Material to process:
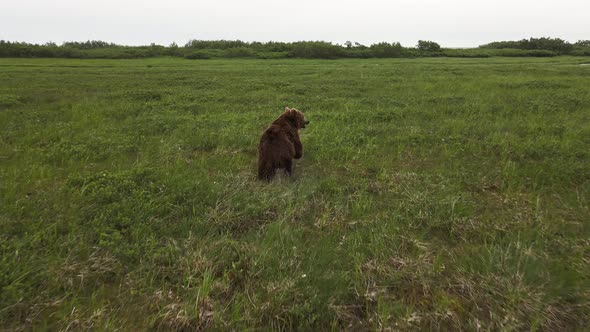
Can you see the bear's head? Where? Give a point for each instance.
(295, 117)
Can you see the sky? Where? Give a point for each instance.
(451, 23)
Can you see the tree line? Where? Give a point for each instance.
(207, 49)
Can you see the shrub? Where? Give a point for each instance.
(197, 55)
(317, 50)
(239, 52)
(428, 46)
(386, 50)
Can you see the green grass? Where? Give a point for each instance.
(434, 194)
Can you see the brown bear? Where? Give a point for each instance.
(280, 144)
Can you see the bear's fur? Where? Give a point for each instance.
(280, 144)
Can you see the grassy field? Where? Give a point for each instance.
(433, 194)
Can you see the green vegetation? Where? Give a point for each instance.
(207, 49)
(434, 194)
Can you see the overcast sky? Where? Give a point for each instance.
(451, 23)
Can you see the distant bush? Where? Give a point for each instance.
(239, 52)
(532, 53)
(316, 50)
(549, 44)
(197, 55)
(205, 49)
(465, 53)
(428, 46)
(386, 50)
(272, 55)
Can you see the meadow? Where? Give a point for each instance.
(433, 194)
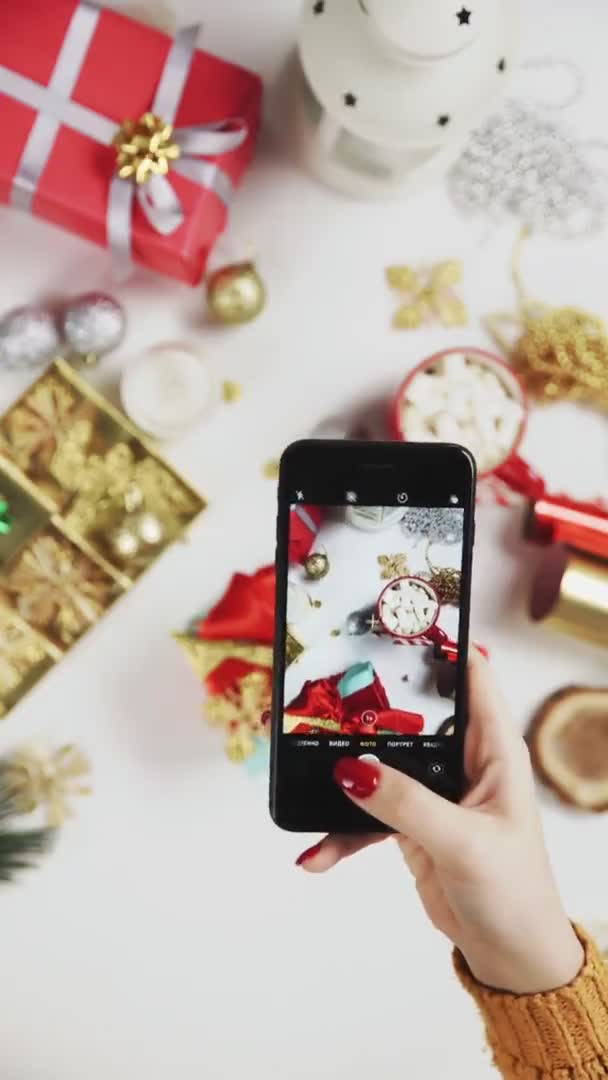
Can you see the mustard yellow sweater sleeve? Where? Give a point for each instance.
(557, 1036)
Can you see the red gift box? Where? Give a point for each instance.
(119, 78)
(305, 522)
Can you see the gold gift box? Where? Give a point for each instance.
(91, 505)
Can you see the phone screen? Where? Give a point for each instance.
(374, 624)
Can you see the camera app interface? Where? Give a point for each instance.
(373, 621)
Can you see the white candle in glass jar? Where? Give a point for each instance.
(379, 95)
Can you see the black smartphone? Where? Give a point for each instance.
(374, 552)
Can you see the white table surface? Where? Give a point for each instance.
(170, 934)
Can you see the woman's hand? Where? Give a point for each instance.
(481, 868)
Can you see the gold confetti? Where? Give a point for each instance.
(428, 295)
(270, 469)
(230, 391)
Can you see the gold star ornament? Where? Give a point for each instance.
(145, 148)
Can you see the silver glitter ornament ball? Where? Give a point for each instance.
(434, 524)
(28, 338)
(93, 324)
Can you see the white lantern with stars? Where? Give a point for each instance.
(380, 94)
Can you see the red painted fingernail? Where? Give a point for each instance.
(309, 853)
(355, 777)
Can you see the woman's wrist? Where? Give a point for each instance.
(543, 961)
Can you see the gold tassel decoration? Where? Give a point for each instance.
(37, 777)
(428, 295)
(561, 353)
(240, 713)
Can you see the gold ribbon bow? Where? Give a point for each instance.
(428, 295)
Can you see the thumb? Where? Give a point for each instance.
(403, 804)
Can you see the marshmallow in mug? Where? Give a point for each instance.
(462, 400)
(408, 607)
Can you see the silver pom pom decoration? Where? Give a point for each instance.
(93, 324)
(434, 524)
(28, 338)
(521, 164)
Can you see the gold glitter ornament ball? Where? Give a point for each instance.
(123, 542)
(149, 529)
(563, 353)
(316, 566)
(235, 294)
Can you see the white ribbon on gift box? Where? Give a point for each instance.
(157, 198)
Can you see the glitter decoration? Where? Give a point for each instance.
(362, 621)
(235, 294)
(446, 581)
(393, 566)
(28, 338)
(519, 164)
(230, 391)
(434, 524)
(93, 324)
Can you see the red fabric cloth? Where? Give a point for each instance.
(301, 536)
(119, 79)
(364, 712)
(246, 610)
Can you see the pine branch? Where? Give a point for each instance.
(18, 848)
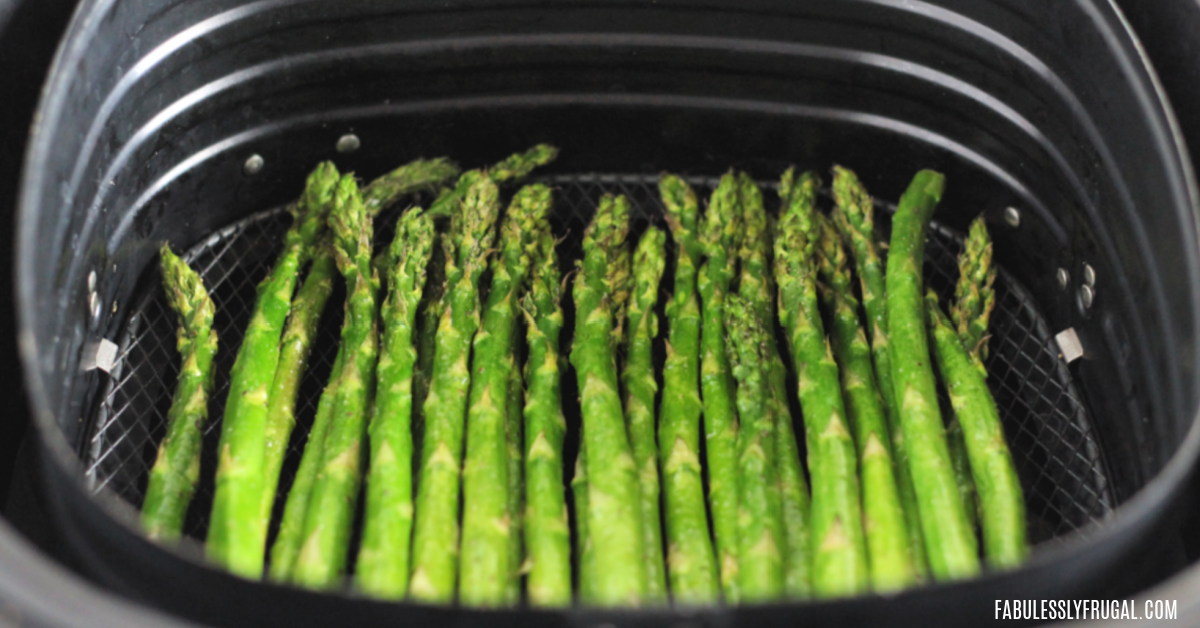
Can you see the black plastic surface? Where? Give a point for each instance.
(1047, 107)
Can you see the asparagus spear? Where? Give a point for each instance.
(384, 554)
(436, 532)
(615, 521)
(486, 567)
(949, 540)
(237, 528)
(855, 217)
(178, 466)
(640, 390)
(511, 168)
(721, 235)
(760, 502)
(691, 563)
(757, 287)
(335, 490)
(585, 555)
(887, 538)
(411, 178)
(294, 350)
(546, 532)
(839, 552)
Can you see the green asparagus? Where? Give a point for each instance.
(615, 521)
(237, 530)
(387, 531)
(760, 502)
(691, 563)
(855, 217)
(436, 531)
(335, 490)
(887, 538)
(839, 551)
(177, 470)
(640, 389)
(951, 543)
(757, 286)
(486, 568)
(546, 532)
(721, 235)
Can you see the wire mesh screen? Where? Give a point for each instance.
(1057, 455)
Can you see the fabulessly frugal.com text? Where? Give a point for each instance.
(1086, 609)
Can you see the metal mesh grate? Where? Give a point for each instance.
(1057, 455)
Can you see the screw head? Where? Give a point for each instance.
(1089, 275)
(1012, 216)
(1086, 295)
(348, 143)
(1063, 277)
(253, 165)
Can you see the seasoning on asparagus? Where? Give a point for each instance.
(237, 530)
(436, 530)
(855, 217)
(547, 537)
(335, 491)
(486, 568)
(760, 508)
(383, 561)
(177, 468)
(691, 563)
(839, 549)
(887, 538)
(615, 521)
(721, 235)
(757, 287)
(640, 389)
(951, 542)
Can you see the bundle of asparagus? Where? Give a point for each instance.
(441, 363)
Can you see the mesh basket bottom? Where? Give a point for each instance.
(1057, 455)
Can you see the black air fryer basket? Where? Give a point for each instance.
(189, 121)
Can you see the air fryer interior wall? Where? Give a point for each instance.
(154, 107)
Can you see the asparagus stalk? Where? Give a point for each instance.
(237, 530)
(294, 351)
(509, 169)
(721, 235)
(411, 178)
(436, 532)
(384, 554)
(335, 490)
(615, 521)
(949, 539)
(839, 552)
(1001, 500)
(486, 567)
(691, 563)
(640, 390)
(756, 286)
(855, 219)
(295, 510)
(178, 466)
(760, 501)
(546, 531)
(887, 538)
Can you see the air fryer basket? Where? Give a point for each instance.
(154, 108)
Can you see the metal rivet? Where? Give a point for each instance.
(1089, 275)
(94, 304)
(1012, 216)
(348, 143)
(253, 165)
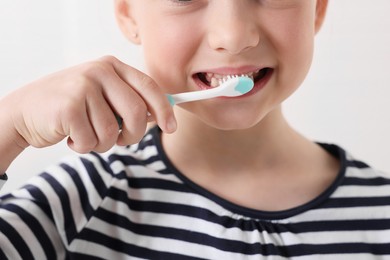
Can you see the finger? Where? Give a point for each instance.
(156, 101)
(103, 121)
(128, 107)
(82, 138)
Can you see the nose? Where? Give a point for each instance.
(233, 28)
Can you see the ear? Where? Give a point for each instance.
(320, 13)
(126, 21)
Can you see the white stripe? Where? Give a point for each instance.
(365, 173)
(361, 191)
(336, 237)
(98, 250)
(74, 197)
(24, 231)
(53, 200)
(341, 257)
(165, 244)
(8, 249)
(46, 223)
(342, 214)
(139, 171)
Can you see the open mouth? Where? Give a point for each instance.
(213, 80)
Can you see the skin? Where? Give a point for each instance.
(246, 142)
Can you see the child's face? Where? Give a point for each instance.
(188, 43)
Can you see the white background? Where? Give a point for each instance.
(344, 99)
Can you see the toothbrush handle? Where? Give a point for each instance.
(192, 96)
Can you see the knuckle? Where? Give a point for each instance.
(85, 146)
(109, 59)
(148, 82)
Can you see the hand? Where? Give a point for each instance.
(82, 102)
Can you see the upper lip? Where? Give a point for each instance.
(232, 70)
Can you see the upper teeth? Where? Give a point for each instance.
(217, 79)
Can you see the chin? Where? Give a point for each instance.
(231, 122)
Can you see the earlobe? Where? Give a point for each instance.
(321, 8)
(126, 21)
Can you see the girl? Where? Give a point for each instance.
(225, 178)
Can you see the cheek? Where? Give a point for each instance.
(294, 43)
(168, 49)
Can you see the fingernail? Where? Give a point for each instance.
(171, 124)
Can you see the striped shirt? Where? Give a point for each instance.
(131, 203)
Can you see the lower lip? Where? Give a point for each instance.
(256, 88)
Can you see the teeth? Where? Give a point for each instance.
(217, 79)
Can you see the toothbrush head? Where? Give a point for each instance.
(236, 86)
(244, 85)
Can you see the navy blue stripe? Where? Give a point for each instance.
(245, 248)
(356, 202)
(357, 164)
(155, 183)
(335, 225)
(80, 256)
(341, 248)
(2, 254)
(129, 249)
(69, 224)
(378, 181)
(16, 240)
(82, 191)
(187, 235)
(95, 176)
(40, 200)
(36, 229)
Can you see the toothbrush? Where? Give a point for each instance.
(233, 86)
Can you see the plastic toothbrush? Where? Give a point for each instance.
(233, 86)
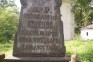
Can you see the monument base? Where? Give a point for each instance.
(36, 59)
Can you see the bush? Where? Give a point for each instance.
(84, 49)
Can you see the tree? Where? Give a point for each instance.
(83, 13)
(8, 21)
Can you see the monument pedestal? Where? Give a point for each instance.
(36, 59)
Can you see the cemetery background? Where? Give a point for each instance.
(8, 27)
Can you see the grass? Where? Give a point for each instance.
(84, 49)
(6, 47)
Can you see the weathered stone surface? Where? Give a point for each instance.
(40, 30)
(36, 59)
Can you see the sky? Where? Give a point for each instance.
(17, 2)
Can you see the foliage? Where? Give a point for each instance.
(83, 13)
(83, 48)
(7, 3)
(8, 22)
(6, 47)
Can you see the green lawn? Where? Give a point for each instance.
(84, 49)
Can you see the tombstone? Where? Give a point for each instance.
(40, 33)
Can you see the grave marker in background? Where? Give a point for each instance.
(40, 34)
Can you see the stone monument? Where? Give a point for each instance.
(40, 35)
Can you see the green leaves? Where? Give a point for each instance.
(83, 14)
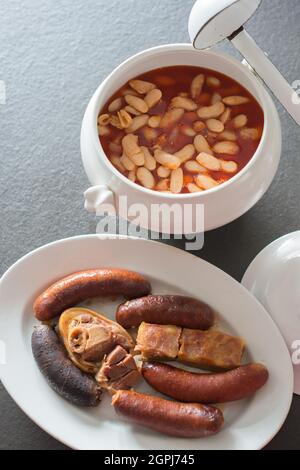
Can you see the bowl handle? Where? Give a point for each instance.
(98, 199)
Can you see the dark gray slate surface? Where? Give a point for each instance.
(53, 55)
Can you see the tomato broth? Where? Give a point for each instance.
(197, 102)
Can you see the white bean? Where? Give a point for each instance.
(145, 177)
(225, 116)
(103, 130)
(163, 185)
(240, 121)
(133, 150)
(188, 131)
(153, 98)
(132, 176)
(197, 85)
(193, 188)
(116, 161)
(171, 117)
(228, 135)
(209, 112)
(137, 103)
(229, 167)
(149, 133)
(115, 148)
(250, 133)
(154, 121)
(214, 125)
(103, 120)
(166, 159)
(124, 118)
(205, 182)
(163, 172)
(208, 161)
(213, 82)
(230, 148)
(194, 167)
(216, 98)
(186, 153)
(141, 86)
(150, 162)
(199, 126)
(201, 145)
(235, 100)
(132, 111)
(183, 103)
(127, 163)
(115, 105)
(137, 123)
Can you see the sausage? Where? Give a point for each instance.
(205, 388)
(173, 418)
(61, 374)
(83, 285)
(166, 310)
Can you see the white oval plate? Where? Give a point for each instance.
(249, 424)
(273, 277)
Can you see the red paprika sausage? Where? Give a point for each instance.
(83, 285)
(205, 388)
(176, 419)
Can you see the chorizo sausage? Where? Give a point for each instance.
(166, 310)
(205, 388)
(61, 374)
(173, 418)
(83, 285)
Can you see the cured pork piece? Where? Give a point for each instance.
(89, 336)
(118, 371)
(158, 341)
(211, 349)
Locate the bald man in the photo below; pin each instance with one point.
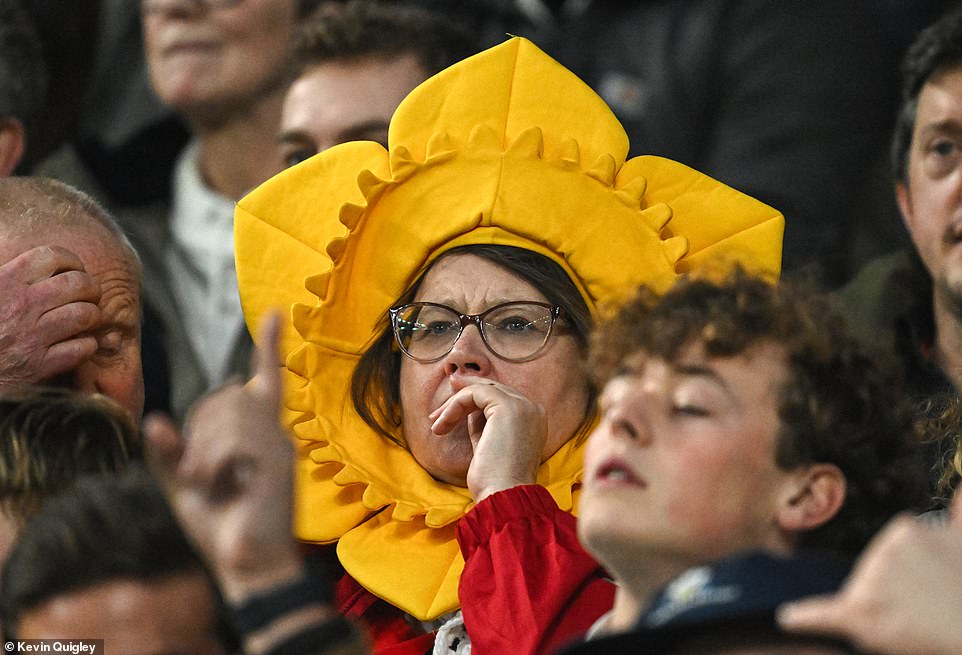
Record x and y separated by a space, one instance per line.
69 294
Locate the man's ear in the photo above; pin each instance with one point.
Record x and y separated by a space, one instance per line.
12 144
811 497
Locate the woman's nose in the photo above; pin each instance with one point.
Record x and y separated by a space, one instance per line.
470 355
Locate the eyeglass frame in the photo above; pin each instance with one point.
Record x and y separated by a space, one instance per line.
556 312
152 5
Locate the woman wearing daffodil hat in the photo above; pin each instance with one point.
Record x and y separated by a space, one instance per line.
440 294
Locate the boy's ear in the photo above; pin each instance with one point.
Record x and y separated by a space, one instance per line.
811 498
12 144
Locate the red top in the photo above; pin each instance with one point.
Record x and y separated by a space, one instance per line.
528 587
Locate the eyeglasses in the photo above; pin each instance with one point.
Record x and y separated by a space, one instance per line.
157 5
513 331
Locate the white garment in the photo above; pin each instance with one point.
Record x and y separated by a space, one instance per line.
200 265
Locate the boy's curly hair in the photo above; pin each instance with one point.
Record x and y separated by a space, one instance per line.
843 402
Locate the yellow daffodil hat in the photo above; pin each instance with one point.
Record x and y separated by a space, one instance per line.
506 147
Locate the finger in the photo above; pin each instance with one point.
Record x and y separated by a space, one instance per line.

Task instructions: The lines you return should be those above that contain the word "daffodil", every one of them.

Exercise response:
Locate the woman wearing daffodil hat in the photo above; pin each instance with one point.
Locate the yellow daffodil hat in the photo above; pin each instance with one point.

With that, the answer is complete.